═══ Texte à lire

Denis a été incarcéré à la prison Saint-Paul voici plus de 40 ans. Marie Bienaimé a photographié le bâtiment désaffecté en 2012. En ce début du mois de mai 2023, ils racontent leurs souvenirs de ce lieu emblématique de la presqu’île de Lyon. Un article signé Marie Jicquello et illustré d’une sélection de clichés de Marie Bienaimé.
Denis y a vécu enfermé pendant quatre mois. Marie s’y est promenée, les yeux dans le viseur et enceinte jusqu’au cou, durant quelques heures. « Toi, tu en as vu beaucoup plus que moi ! », s’exclame pourtant le sexagénaire à la voix rauque et au large sourire, en s’adressant à la photographe en ce mercredi ensoleillé de mai.

══════

■ **À faire**
1) Repérez dans les enregistrements ci-dessous chaque ligne où figure le mot « below », puis recopiez-la. Majuscules et minuscules comptent.
2) Prolongez le texte sur l'ancienne prison Saint-Paul de Lyon en reprenant juste après sa dernière phrase.
Ces enregistrements n'ont aucun lien avec le texte.

═══ Données affichées

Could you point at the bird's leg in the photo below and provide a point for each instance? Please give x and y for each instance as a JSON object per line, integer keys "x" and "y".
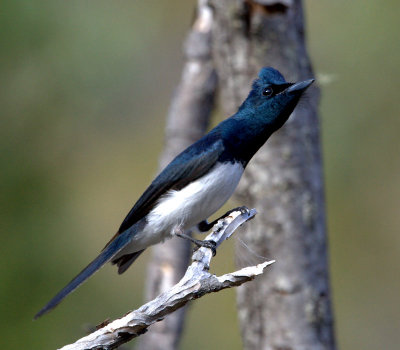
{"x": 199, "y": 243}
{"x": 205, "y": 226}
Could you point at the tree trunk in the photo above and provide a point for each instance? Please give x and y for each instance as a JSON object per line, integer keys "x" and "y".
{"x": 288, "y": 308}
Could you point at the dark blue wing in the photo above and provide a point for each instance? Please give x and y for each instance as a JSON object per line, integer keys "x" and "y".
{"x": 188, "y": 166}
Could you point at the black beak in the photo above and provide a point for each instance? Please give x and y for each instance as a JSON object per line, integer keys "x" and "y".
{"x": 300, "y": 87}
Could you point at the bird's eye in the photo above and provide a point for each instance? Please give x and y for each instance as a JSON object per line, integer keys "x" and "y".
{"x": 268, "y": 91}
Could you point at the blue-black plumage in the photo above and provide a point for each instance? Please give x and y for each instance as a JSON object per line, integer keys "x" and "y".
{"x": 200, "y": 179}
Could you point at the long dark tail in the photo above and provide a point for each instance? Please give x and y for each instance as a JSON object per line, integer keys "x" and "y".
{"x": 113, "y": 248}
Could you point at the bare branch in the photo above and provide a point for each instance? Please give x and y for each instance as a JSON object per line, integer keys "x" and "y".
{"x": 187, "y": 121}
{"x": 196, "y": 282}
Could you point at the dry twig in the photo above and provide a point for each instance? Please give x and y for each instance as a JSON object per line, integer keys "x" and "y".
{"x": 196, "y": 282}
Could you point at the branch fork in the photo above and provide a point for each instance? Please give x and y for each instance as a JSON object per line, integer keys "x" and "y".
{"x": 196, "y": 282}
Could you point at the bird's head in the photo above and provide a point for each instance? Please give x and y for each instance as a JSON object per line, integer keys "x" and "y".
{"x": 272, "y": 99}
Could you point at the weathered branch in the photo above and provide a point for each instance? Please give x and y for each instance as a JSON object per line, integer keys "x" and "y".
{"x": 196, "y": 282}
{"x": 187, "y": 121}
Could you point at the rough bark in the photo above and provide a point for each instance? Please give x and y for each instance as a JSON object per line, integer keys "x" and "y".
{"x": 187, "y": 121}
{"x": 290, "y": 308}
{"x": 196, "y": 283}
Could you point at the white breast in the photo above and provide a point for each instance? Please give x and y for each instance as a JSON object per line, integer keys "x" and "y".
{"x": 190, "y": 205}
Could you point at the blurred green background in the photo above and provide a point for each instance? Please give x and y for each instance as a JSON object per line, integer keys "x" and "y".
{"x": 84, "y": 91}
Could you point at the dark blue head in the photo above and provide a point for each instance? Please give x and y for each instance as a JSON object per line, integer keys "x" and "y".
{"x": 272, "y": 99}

══════
═══ Données affichées

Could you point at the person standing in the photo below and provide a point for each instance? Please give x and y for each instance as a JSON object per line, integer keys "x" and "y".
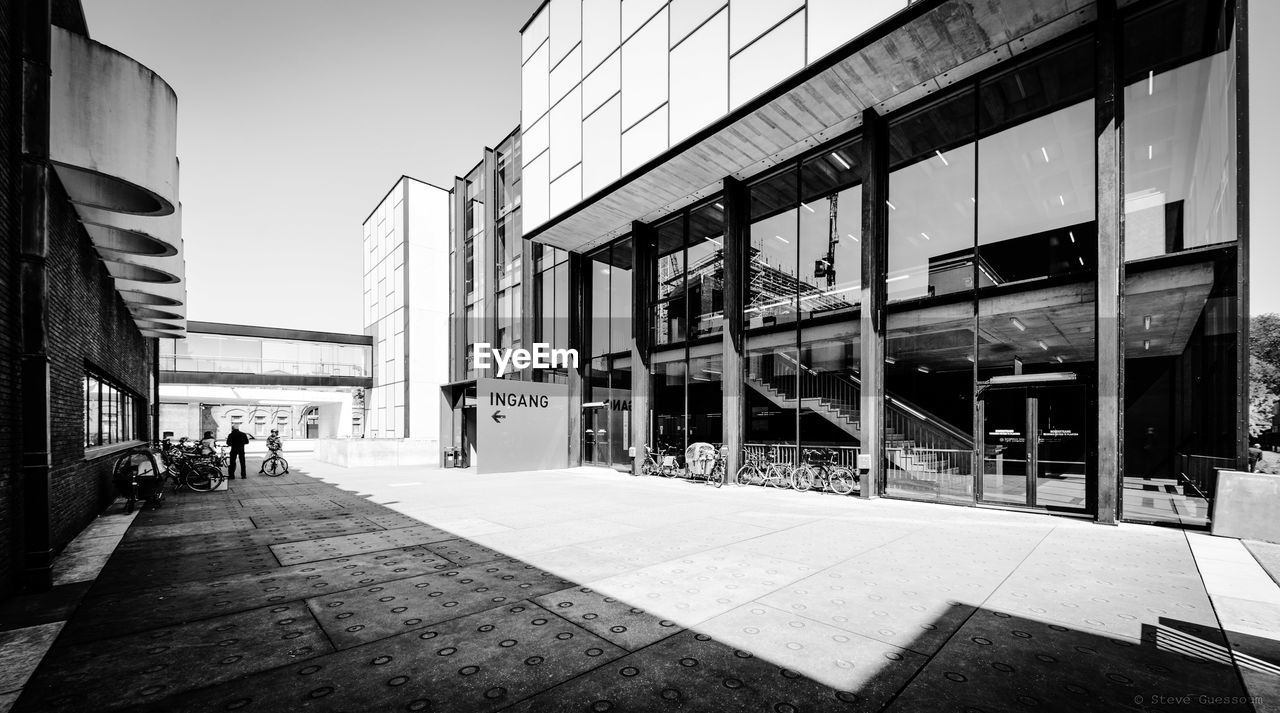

══════

■ **Résultats attendus**
1)
Could you point at the bird's leg in the photo below and provide a point for each instance? Please give x and y for each instance as a JSON object per line, integer keys "x" and "y".
Could you point at the person standing in the photo below and provide a point for each instance? Please give x and y for each instance as a JSON object per line, integer keys "x" and "y".

2)
À quelques centaines de mètres de l’ancienne prison Saint-Paul à Lyon, dans ce bistrot de la place Carnot, Denis, manutentionnaire dans un hôtel, et Marie Bienaimé, photographe de métier, se rencontrent pour la première fois. Le sujet de leur conversation ? Le bâtiment de l’actuelle université catholique, situé 10 place des Archives à Perrache, où Denis a été incarcéré alors qu’il n’avait que 19 ans. C’était en 1982. La photographe y est entrée le 27 septembre 2012, avec une dizaine de confrères, pour une ultime visite de ce bâtiment désaffecté trois ans plus tôt. « J’ai accouché deux jours après de ma fille : je ne pouvais pas me mouvoir comme je voulais mais j’étais sûre, en y allant, que les murs de ce lieu emblématique allaient me parler », se remémore celle qui définit son travail comme « lié à l’humain » et inspiré par « la recherche de traces ».
Selon Denis, les cellules se situaient à l’étage du bâtiment. « Je me souviens qu’on descendait pour aller aux ateliers, à la cour et à la douche. » L’ex-prisonnier garde un souvenir précis de l’intérieur de sa cellule exiguë, qu’il partageait avec trois autres détenus.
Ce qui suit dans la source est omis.